What is expected: For this exercise, write out the full listing that follows exactly and skip its pictures.

Records for processing:
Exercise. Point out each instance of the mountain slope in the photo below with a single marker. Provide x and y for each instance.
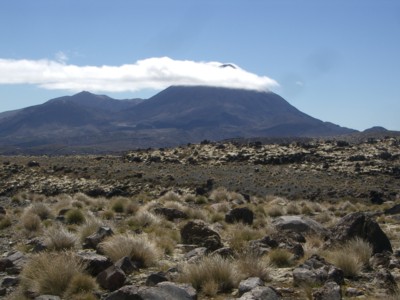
(176, 115)
(248, 112)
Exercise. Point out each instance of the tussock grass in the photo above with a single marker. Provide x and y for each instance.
(351, 257)
(239, 235)
(59, 238)
(50, 273)
(80, 286)
(31, 222)
(75, 216)
(41, 210)
(138, 247)
(211, 274)
(280, 258)
(251, 265)
(5, 221)
(88, 228)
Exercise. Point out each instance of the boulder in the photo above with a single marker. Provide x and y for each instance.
(394, 210)
(93, 240)
(198, 233)
(299, 224)
(95, 263)
(162, 291)
(261, 293)
(13, 263)
(249, 284)
(170, 213)
(360, 224)
(316, 271)
(155, 278)
(112, 278)
(330, 291)
(128, 292)
(385, 280)
(126, 265)
(47, 297)
(240, 214)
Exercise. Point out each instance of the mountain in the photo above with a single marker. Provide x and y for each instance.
(179, 114)
(244, 112)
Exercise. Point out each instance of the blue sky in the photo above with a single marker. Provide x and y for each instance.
(338, 60)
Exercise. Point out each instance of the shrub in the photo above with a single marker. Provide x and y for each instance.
(74, 216)
(58, 238)
(31, 222)
(139, 248)
(49, 273)
(281, 258)
(210, 271)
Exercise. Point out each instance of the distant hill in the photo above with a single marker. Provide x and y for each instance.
(179, 114)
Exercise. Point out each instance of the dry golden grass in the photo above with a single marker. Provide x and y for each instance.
(31, 222)
(238, 236)
(50, 273)
(251, 265)
(138, 247)
(59, 238)
(280, 258)
(214, 273)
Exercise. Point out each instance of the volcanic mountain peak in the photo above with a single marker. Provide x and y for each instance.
(176, 115)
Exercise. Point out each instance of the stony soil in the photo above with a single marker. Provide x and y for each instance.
(329, 177)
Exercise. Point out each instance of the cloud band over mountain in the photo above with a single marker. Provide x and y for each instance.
(151, 73)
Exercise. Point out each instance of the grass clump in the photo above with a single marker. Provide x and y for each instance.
(5, 221)
(352, 257)
(80, 286)
(74, 216)
(251, 265)
(59, 238)
(211, 274)
(50, 273)
(138, 247)
(280, 258)
(41, 210)
(31, 222)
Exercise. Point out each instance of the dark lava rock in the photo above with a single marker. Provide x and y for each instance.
(170, 213)
(261, 293)
(240, 214)
(198, 233)
(126, 265)
(330, 291)
(93, 240)
(299, 224)
(249, 284)
(112, 278)
(394, 210)
(359, 224)
(94, 262)
(155, 278)
(316, 271)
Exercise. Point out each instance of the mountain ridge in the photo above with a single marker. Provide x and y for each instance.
(174, 116)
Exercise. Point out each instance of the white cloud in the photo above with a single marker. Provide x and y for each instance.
(152, 73)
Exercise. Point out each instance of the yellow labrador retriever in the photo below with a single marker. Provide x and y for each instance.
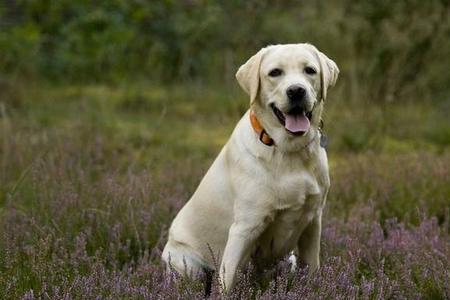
(264, 194)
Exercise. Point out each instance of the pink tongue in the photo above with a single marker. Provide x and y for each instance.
(297, 123)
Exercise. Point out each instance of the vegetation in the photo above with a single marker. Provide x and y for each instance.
(111, 112)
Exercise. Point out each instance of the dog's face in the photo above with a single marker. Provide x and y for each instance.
(286, 84)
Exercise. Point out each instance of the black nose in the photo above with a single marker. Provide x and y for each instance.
(296, 93)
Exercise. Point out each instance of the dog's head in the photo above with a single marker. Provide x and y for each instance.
(287, 85)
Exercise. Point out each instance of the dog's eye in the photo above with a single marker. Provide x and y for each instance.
(310, 71)
(275, 72)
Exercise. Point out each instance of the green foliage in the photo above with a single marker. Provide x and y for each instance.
(386, 50)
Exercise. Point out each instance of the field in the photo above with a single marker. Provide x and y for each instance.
(92, 176)
(111, 111)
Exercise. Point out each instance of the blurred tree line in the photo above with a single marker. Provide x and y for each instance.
(386, 49)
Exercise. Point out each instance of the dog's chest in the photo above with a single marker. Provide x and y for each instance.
(298, 198)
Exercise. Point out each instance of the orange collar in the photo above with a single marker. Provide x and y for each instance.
(263, 136)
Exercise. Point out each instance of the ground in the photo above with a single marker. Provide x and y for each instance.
(92, 175)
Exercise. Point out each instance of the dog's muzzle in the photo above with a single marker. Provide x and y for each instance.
(296, 121)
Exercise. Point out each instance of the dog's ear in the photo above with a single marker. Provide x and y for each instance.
(329, 72)
(248, 75)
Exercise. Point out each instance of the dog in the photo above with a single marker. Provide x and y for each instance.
(264, 194)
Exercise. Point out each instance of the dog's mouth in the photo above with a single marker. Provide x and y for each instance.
(296, 121)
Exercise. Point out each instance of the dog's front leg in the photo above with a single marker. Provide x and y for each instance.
(241, 237)
(309, 244)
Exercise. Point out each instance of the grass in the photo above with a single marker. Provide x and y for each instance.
(91, 177)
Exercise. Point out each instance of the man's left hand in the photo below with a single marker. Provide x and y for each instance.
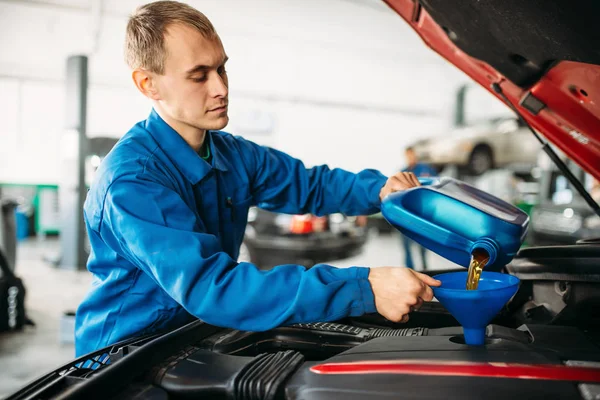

Solution for this task:
Exercise. Point out each instance of the mountain slope in the photo below with a single marker. Provide x and y for each instance.
(176, 115)
(248, 112)
Exercise. Point out each instance of the tussock grass in the photo above with a single marker. Provide x and y for each instance.
(351, 257)
(239, 235)
(59, 238)
(50, 273)
(80, 286)
(31, 222)
(75, 216)
(41, 210)
(138, 247)
(211, 274)
(280, 258)
(251, 265)
(5, 221)
(88, 228)
Exercise. Point out each instance of the boulder in the photo above with a single marker. Provide x and y for each instance.
(394, 210)
(93, 240)
(198, 233)
(299, 224)
(95, 263)
(162, 291)
(261, 293)
(13, 263)
(249, 284)
(170, 213)
(360, 224)
(316, 271)
(155, 278)
(112, 278)
(330, 291)
(128, 292)
(385, 280)
(126, 265)
(47, 297)
(240, 214)
Exercise. Point out each instance of the mountain in the photo above with a single marker. Provide x and y for each instance.
(179, 114)
(244, 112)
Exercise. Point out each instance of the blue sky in the photo above with a single marker. Provide x and y for each instance.
(338, 60)
Exercise. Point out each instance of the shrub in the photo above with a single marker. Provide x and y for each instance.
(74, 216)
(58, 238)
(31, 222)
(139, 248)
(49, 273)
(281, 258)
(210, 271)
Exercise. Point out each instance of the distant hill in the photo above with a single marker. Provide x and y for each instance.
(179, 114)
Exercise. Point out each instance of the dry golden grass in the photo above with a single marker. Provide x and y for each instance.
(31, 222)
(238, 236)
(50, 273)
(251, 265)
(138, 247)
(59, 238)
(280, 258)
(214, 273)
Exercise. Point out each instance of the volcanic mountain peak in the photo above with a single marker. Provide x and y for each instance.
(176, 115)
Exercise. Point out each instance of the stony soil in the photo above with a single marker. Provide x and y for each instance.
(329, 177)
Exercise. Point out each instance of the cloud band over mountain in the photo above with a single marker. Provide x and y for each instance.
(151, 73)
Exercise. Point out each instance of the grass clump in the photo above with a single marker. Provide x and y for each instance.
(5, 221)
(352, 257)
(80, 286)
(74, 216)
(251, 265)
(59, 238)
(211, 274)
(50, 273)
(138, 247)
(280, 258)
(41, 210)
(31, 222)
Exercise. Point out each instance of the dark lava rock in the photo above with a single marker. Provide x and y for each instance.
(170, 213)
(261, 293)
(240, 214)
(198, 233)
(126, 265)
(330, 291)
(93, 240)
(299, 224)
(249, 284)
(112, 278)
(394, 210)
(359, 224)
(94, 262)
(155, 278)
(316, 271)
Exercise. Point out each instance of the mountain ridge in the photo above with a single marker. Provide x and y for each instance.
(174, 116)
Exercise. Point out each instance of the white cloud in the photo above with a single marker. Provide x and y for each instance.
(152, 73)
Exercise. Point out each instance of the yellow labrador retriever in the photo below with a single marker. Provide x and y for each instance.
(264, 194)
Exercise. Point out each instance of the pink tongue in the photo above with a single marker. Provide x and y for each instance.
(297, 123)
Exercise. Point out each instance of the vegetation in the photo above with a single marker. Provide x and y for each instance.
(111, 112)
Exercise. Point out each instance of the dog's face in the photo above with a single marker. Provide x and y for each instance.
(286, 84)
Exercise. Point out each instance of the black nose in the photo above with a single marker. Provide x and y for each instance.
(296, 93)
Exercise. Point out each instance of the dog's head in the photo above with a single marker. Provide x and y for each instance.
(287, 85)
Exercise. Point out each instance of the dog's eye in the photo above with a single marker. Provide x and y for each instance.
(310, 71)
(275, 72)
Exercise. Point out each instance of the green foliage in the photo above with a single marker. Provide x and y for each instance.
(386, 50)
Exercise. Point out each instance of the field in the photo above with a single marker. Provide x and y for each instance.
(92, 176)
(111, 111)
Exercise. Point out each instance of the blurred tree line in the photo above with a single marker. Provide x and y for each instance.
(386, 49)
Exercise. Point out each instance of the dog's chest in the photo above with a single marker. Provide x and y for each instance.
(298, 198)
Exercise. Point out each instance of the orange collar in the photo above with a single marker. Provide x and y for each instance.
(263, 136)
Exercise. Point out each instance of the ground in the photo above with a single marker. Provide x and y for each instance.
(92, 175)
Exercise. Point out each instance of the dog's muzzle in the photo above with a single marker. Provide x and y for each instance.
(296, 121)
Exercise. Point out each instance of the dog's ear in the photo above with a single marker. Provide x and y for each instance.
(329, 72)
(248, 75)
Exercise. Point out each instance of the dog in the photo above with a single marker. Provide x and y for each instance.
(264, 194)
Exercise. Point out each instance of the dog's mouth in the photo above with a single marker. Provide x and y for each instance.
(296, 121)
Exercise. Point out each instance of the dog's front leg in the photo above with a single marker. Provide x and y for each instance.
(241, 237)
(309, 244)
Exercise. Point out each instance of the grass in the photo above with a single marker. Provide x and y for each instance.
(91, 177)
Exercise. Point out each instance of the man's left hand in the photo below with a single marker. Provide x and y for each instance.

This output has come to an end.